Osmanlılarda Saray Kavramı
İlber Ortaylı
Osmanlı merkezî hükümetinin ve devletinin başında padişah ve saray yer alır. Devlet reisinin ikametgâhı ve görev yeri olarak saray, Osmanlı İmparatorluğu’nun da idare merkezidir.
Bir bakıma devlet reisinin ikamet yeri ve ofisi olan sarayın 19. yüzyılı, 16. ve 17. yüzyıllardakinden daha az bilinir. Hele Osmanlı Sarayı üzerindeki tetkikleri, muasırı Rusya Sarayı ile karşılaştırmak mümkün olmadığı gibi; geçmiş asırlardaki Bizans Sarayı’na dair monografi ve bilgilerle karşılaştırmak da mümkün değildir.
Topkapı Sarayı, İstanbul’da Osmanlı yönetim bölgesinin merkezinde yer alır. Fatih Sultan Mehmed Han, İstanbul’un Fethi ile Doğu Roma İmparatorluğu’na son verir. Burada Bizans kavramı üzerinde de durmak gerekir, çünkü Bizans denilen imparatorluk, gerçekte Doğu Roma İmparatorluğu’dur. Bizans ismini o imparatorluğun insanları hiçbir zaman kullanmamışlardır. Bizans, 16. yüzyılda Alman âlimlerden Hieronimus Wolff’ün kullandığı bir isimdir. İmparatorluğa Bizans, bu şehre Bizans ve bu ülkenin insanlarına Bizanslılar demek 16. yüzyılın Batı Avrupa’sının yakıştırmasıdır. Arkasında Mukaddes Roma-Germen İmparatorluğu’nu meşrulaştırmak gibi siyasi bir misyon yatmaktadır.

[Bir koleksiyondan alınmış kayıtlar]

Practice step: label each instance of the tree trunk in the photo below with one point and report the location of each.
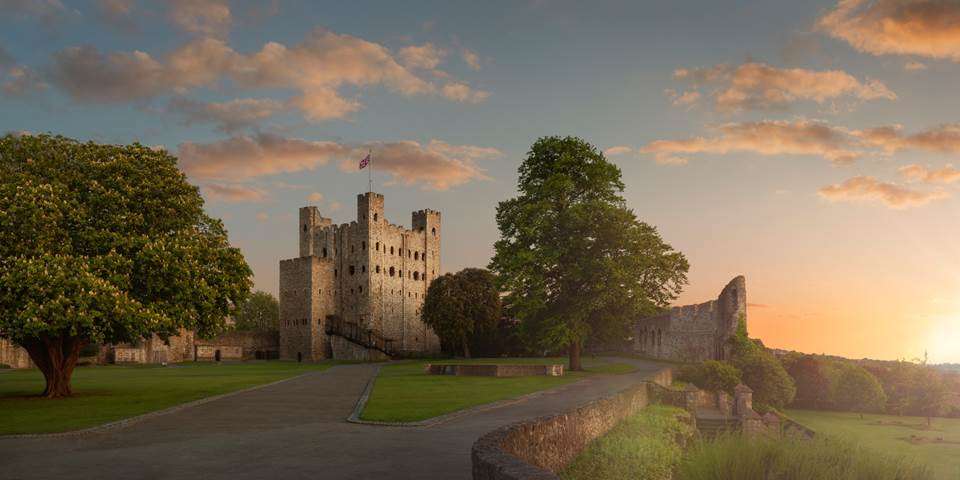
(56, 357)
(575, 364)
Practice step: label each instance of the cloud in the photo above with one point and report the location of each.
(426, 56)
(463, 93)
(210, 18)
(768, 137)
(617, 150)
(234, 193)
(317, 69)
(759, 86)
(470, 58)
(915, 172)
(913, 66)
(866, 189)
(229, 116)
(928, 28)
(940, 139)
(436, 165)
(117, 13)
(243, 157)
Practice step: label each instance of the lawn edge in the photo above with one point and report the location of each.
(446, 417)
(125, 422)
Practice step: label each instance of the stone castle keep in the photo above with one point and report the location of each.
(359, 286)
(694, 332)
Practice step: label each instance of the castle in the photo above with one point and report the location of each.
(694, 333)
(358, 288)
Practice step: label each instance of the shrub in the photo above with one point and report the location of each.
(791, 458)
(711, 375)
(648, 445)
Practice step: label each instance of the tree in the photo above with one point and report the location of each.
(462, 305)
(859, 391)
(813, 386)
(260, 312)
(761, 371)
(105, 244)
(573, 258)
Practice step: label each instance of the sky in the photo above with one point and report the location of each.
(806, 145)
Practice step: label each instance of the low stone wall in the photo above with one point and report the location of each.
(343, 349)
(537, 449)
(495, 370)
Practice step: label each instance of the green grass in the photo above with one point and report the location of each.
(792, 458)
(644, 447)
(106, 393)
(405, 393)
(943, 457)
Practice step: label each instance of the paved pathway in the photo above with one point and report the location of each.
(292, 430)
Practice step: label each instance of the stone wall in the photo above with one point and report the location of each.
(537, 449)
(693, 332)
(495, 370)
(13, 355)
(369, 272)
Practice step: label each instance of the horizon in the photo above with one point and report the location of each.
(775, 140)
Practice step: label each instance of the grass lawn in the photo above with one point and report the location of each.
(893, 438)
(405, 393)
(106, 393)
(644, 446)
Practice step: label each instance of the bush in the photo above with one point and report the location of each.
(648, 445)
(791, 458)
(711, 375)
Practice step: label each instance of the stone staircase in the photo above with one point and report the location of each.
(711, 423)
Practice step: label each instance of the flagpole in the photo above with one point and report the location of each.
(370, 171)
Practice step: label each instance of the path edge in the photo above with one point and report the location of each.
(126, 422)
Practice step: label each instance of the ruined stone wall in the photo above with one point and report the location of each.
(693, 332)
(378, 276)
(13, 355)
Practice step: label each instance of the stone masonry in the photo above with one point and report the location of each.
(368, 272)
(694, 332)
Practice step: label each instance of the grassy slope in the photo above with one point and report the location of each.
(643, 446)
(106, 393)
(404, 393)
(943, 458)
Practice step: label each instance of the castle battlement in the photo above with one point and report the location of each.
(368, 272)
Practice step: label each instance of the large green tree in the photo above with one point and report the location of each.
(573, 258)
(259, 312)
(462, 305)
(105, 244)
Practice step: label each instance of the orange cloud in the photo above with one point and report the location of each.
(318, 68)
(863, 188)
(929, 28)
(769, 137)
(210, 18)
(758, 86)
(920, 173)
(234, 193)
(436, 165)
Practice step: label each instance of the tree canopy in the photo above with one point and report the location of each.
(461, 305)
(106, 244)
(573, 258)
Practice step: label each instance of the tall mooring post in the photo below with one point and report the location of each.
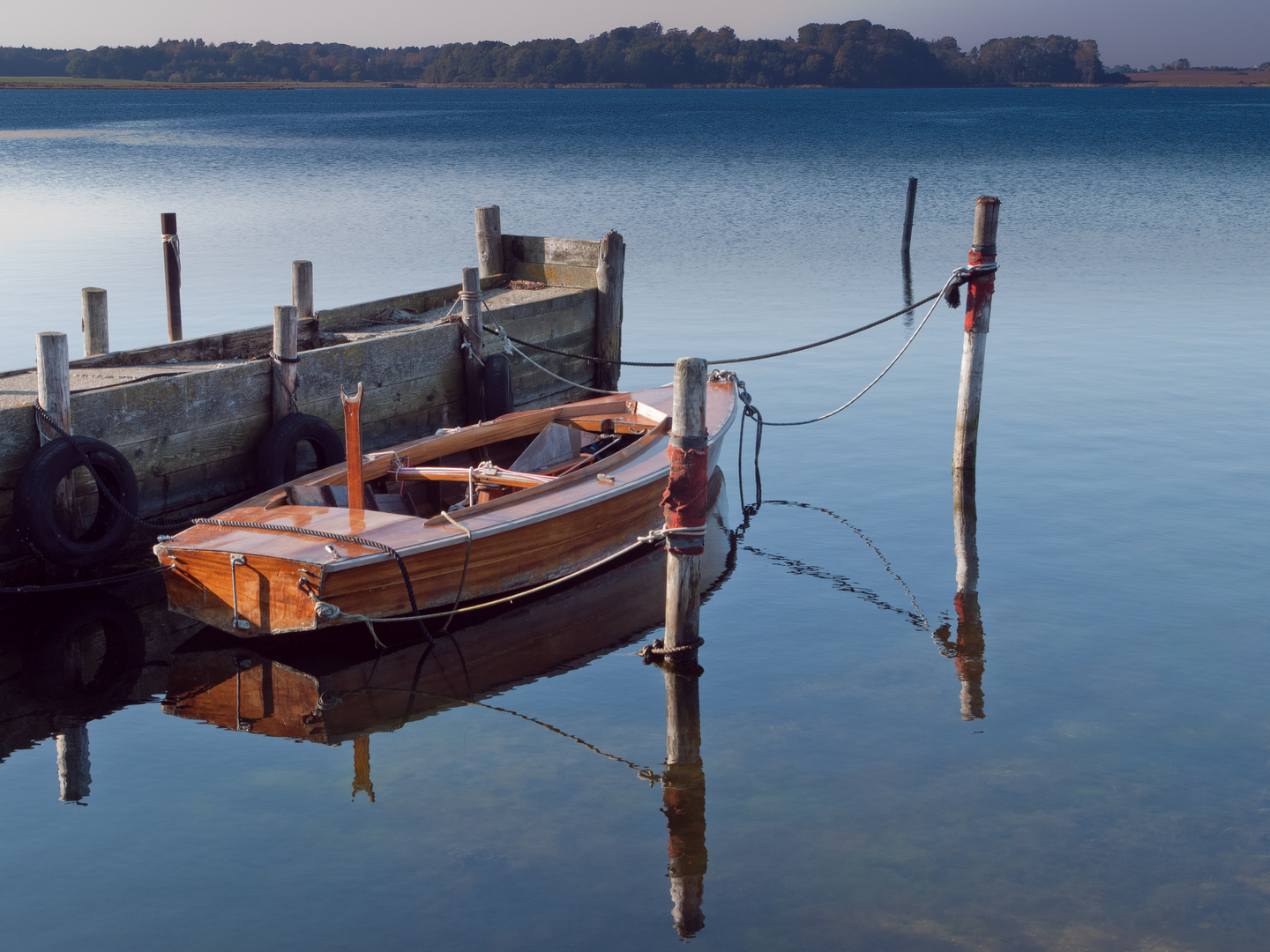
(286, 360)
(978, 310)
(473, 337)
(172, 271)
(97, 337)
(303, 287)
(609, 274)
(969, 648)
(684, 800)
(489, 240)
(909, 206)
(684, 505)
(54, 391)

==

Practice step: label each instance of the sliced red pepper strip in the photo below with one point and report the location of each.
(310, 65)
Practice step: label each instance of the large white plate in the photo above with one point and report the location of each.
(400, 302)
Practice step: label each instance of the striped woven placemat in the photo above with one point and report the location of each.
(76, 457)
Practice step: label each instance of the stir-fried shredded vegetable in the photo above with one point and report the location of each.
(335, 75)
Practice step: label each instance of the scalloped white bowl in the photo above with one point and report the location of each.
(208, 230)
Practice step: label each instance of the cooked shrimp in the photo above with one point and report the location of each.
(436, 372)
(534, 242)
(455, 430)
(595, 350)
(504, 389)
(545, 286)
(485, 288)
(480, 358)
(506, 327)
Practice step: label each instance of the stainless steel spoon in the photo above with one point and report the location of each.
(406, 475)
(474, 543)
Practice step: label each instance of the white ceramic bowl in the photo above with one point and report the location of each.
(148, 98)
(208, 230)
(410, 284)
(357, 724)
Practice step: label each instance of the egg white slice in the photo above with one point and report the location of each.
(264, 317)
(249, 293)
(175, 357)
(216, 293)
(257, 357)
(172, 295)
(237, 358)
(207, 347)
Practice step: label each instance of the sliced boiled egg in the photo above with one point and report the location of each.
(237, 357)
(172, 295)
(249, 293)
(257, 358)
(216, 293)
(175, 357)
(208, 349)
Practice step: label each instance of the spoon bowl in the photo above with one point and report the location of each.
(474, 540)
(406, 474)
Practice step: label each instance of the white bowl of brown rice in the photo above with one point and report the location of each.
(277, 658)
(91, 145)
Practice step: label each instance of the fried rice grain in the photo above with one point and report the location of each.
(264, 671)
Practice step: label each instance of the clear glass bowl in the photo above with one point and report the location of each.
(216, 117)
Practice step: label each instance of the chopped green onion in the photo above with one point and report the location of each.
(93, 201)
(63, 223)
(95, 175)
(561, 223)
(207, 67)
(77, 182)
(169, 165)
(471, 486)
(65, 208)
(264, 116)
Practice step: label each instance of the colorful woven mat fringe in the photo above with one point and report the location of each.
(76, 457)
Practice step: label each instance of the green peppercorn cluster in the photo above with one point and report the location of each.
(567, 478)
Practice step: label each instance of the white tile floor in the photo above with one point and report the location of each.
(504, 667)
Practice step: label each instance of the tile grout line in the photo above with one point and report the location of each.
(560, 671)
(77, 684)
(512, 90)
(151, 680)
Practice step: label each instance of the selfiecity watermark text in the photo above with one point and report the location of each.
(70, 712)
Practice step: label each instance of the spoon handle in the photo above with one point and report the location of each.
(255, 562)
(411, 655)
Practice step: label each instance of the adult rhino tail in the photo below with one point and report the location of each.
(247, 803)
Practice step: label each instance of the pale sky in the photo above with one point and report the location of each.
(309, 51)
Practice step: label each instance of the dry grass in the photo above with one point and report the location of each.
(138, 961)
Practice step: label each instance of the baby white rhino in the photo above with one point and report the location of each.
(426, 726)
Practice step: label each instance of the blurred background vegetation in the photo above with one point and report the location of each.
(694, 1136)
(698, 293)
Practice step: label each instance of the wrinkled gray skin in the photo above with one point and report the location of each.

**Çözülecek Problemler:**
(A) Osmanlı sarayı metnine göre şu ifadeler doğru mu: (i) Bizans ismini o imparatorluğun insanları da kullanmıştır; (ii) Topkapı Sarayı, İstanbul'da Osmanlı yönetim bölgesinin merkezindedir; (iii) Sarayın 19. yüzyılı, 16. ve 17. yüzyıllardakinden daha iyi bilinir? Her biri için evet ya da hayır deyip kararı belirleyen sözleri metinden aynen alıntılar mısınız?
(B) Osmanlı sarayı metninde "Topkapı Sarayı, İstanbul’da" ile başlayıp "bir misyon yatmaktadır." ile biten bölümü hiç değiştirmeden yazar mısınız?
Kayıtlar, metinden bağımsız, ayrı bir malzemedir.

**Cevaplar:**
(A)
(i) Hayır: "Bizans ismini o imparatorluğun insanları hiçbir zaman kullanmamışlardır."
(ii) Evet: "Topkapı Sarayı, İstanbul’da Osmanlı yönetim bölgesinin merkezinde yer alır."
(iii) Hayır: "sarayın 19. yüzyılı, 16. ve 17. yüzyıllardakinden daha az bilinir."

(B)
Topkapı Sarayı, İstanbul’da Osmanlı yönetim bölgesinin merkezinde yer alır. Fatih Sultan Mehmed Han, İstanbul’un Fethi ile Doğu Roma İmparatorluğu’na son verir. Burada Bizans kavramı üzerinde de durmak gerekir, çünkü Bizans denilen imparatorluk, gerçekte Doğu Roma İmparatorluğu’dur. Bizans ismini o imparatorluğun insanları hiçbir zaman kullanmamışlardır. Bizans, 16. yüzyılda Alman âlimlerden Hieronimus Wolff’ün kullandığı bir isimdir. İmparatorluğa Bizans, bu şehre Bizans ve bu ülkenin insanlarına Bizanslılar demek 16. yüzyılın Batı Avrupa’sının yakıştırmasıdır. Arkasında Mukaddes Roma-Germen İmparatorluğu’nu meşrulaştırmak gibi siyasi bir misyon yatmaktadır.